::: Выбранный фрагмент

Наша нотная система состояла из трех знаков: волна — это нечто долгозвучащее, точка — отрывистое и еще что-то третье — среднее между волной и точкой. Еще у нас был прием «до последнего зрителя» — я призывал группу выходить на сцену и с нее не сходить, пока не уйдет последний зритель. Играть надо было максимально красиво и максимально уродливо. У нас была брасс-секция — два геликона, саксофон, тромбон, а я играл на ударных и перкуссии и одновременно дирижировал. Просил переключаться с точки на волну. Группа «Дзю Ом» нужна была для анархического врывания в пространство: «А вот и мы — здрасьте. Звать нас никто, но мы вас будем грызть до скрежета зубовного». Это хороший очень прием. Я всей молодежи обосранной и бедной советую: ребята, работайте со своими амбициями, но только талантливо.

::::::
::: Материал задания

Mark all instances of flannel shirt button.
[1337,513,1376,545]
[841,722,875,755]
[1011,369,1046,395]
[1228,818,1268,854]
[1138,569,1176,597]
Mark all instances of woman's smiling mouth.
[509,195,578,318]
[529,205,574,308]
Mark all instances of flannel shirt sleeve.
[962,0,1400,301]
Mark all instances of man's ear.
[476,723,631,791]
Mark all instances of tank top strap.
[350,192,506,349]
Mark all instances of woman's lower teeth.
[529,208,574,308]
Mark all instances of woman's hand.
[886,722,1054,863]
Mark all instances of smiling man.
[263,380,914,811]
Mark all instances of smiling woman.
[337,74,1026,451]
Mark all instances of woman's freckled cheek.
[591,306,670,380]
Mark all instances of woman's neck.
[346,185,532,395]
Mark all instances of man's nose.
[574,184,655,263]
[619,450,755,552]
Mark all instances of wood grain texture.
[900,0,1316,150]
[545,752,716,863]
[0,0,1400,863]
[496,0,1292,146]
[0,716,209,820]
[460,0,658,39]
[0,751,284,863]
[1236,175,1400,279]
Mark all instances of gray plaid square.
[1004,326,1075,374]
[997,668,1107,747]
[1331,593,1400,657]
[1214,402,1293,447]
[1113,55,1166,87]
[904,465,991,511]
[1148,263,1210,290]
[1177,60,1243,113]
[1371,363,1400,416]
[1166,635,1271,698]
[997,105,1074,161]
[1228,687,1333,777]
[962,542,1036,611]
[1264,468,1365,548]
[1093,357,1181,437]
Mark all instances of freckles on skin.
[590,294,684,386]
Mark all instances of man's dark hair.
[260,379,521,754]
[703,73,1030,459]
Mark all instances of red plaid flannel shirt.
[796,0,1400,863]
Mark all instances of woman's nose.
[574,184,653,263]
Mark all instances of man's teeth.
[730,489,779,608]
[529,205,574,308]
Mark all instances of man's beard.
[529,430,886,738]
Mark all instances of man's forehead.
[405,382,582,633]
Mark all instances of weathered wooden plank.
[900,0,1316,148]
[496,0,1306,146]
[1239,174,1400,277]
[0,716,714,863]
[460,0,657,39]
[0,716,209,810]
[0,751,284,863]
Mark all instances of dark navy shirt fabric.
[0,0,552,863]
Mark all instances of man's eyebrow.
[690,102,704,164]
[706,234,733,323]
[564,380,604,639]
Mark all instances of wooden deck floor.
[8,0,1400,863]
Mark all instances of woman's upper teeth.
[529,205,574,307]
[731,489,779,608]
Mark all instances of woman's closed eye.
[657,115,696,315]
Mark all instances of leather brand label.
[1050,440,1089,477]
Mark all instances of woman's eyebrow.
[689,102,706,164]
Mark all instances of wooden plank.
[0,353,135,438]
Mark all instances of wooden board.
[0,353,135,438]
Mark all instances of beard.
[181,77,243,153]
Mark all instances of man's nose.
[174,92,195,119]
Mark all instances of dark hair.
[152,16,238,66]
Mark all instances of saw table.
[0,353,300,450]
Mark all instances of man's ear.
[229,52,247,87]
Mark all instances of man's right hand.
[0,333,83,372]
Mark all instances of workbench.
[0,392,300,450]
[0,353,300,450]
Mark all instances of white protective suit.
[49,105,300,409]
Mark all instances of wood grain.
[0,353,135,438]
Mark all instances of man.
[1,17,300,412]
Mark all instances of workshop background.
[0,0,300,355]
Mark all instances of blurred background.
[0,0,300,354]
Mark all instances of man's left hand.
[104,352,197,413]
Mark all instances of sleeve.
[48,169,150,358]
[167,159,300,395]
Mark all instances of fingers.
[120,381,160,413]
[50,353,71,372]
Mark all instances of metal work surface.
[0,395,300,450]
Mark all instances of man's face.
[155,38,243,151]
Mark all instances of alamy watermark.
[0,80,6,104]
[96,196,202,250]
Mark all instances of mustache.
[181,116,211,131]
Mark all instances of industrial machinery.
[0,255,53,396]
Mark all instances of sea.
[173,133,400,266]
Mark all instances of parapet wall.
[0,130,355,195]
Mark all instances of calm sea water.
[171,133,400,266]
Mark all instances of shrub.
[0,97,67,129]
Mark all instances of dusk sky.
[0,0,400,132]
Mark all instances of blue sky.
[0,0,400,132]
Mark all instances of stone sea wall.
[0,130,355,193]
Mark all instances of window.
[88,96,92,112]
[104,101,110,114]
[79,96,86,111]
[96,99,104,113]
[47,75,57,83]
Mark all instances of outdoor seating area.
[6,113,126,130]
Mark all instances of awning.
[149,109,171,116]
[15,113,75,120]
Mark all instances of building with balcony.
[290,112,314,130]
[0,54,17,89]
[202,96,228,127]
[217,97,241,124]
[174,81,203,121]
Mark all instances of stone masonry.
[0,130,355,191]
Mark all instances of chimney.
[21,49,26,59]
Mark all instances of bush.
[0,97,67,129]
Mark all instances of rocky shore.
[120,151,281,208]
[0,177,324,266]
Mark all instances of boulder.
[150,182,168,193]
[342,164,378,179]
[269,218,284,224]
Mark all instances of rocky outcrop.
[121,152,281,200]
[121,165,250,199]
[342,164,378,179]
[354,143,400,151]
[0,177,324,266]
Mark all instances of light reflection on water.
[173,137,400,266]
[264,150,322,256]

::::::

Задания
**a)** Какие инструменты, согласно фрагменту, входили в брасс-секцию группы?
**b)** Воспроизведите из листинга всё, начиная со строки, содержащей «Mark all instances of tank top strap.», и заканчивая строкой, содержащей «[405,382,582,633]», обе включительно.
Листинг никак не связан с фрагментом.

Ответы по заданиям
**a)** Два геликона, саксофон и тромбон.

**b)**
Mark all instances of tank top strap.
[350,192,506,349]
Mark all instances of woman's lower teeth.
[529,208,574,308]
Mark all instances of woman's hand.
[886,722,1054,863]
Mark all instances of smiling man.
[263,380,914,811]
Mark all instances of smiling woman.
[337,74,1026,451]
Mark all instances of woman's freckled cheek.
[591,306,670,380]
Mark all instances of woman's neck.
[346,185,532,395]
Mark all instances of man's nose.
[574,184,655,263]
[619,450,755,552]
Mark all instances of wood grain texture.
[900,0,1316,150]
[545,752,716,863]
[0,0,1400,863]
[496,0,1292,146]
[0,716,209,820]
[460,0,658,39]
[0,751,284,863]
[1236,175,1400,279]
Mark all instances of gray plaid square.
[1004,326,1075,374]
[997,668,1107,747]
[1331,593,1400,657]
[1214,402,1293,447]
[1113,55,1166,87]
[904,465,991,511]
[1148,263,1210,290]
[1177,60,1243,113]
[1371,363,1400,416]
[1166,635,1271,698]
[997,105,1074,161]
[1228,687,1333,777]
[962,542,1036,611]
[1264,468,1365,548]
[1093,357,1181,437]
Mark all instances of freckles on skin.
[590,294,684,386]
Mark all instances of man's dark hair.
[260,379,521,754]
[703,73,1030,459]
Mark all instances of red plaid flannel shirt.
[796,0,1400,863]
Mark all instances of woman's nose.
[574,184,653,263]
Mark all instances of man's teeth.
[730,489,779,608]
[529,205,574,308]
Mark all instances of man's beard.
[529,430,886,738]
Mark all instances of man's forehead.
[405,382,582,633]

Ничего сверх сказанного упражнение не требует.